▶ _Exercise directions_: Which of the lines below contain the string "stem"? Report each of those lines in full.
— Start Materials provided —
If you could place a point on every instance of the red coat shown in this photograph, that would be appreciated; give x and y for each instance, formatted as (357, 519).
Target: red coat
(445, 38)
— End Materials provided —
— Start Materials provided —
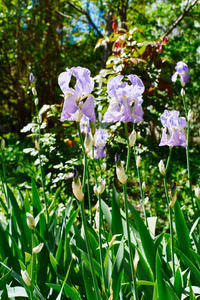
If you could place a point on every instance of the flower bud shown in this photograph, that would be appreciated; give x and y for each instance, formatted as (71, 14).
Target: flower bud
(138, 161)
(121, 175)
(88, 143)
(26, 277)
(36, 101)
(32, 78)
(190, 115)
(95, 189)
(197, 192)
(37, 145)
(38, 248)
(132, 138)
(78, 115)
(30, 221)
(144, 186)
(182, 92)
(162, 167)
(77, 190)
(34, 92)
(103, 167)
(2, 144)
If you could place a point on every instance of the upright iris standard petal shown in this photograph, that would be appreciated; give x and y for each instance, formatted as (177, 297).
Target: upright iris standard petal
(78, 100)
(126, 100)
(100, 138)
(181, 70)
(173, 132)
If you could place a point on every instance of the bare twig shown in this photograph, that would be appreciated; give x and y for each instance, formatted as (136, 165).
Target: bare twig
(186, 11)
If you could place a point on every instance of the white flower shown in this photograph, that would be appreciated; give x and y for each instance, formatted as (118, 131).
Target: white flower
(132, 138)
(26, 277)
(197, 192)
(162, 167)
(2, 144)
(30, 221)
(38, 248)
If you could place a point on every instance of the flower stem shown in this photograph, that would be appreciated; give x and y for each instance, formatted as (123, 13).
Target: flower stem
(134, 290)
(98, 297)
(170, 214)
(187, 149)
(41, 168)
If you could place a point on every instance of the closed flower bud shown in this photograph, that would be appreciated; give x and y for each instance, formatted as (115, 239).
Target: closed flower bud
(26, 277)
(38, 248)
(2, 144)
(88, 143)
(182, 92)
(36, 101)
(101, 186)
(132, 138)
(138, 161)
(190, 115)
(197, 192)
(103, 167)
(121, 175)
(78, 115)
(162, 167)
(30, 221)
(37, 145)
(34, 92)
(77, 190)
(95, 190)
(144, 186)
— End Materials provided —
▶ _Completed exercise_:
If you could place a point on every instance of the flower stem shown in this photograph, that would be appreciated; give x and y for each instance, formatted as (123, 13).
Target: flower stem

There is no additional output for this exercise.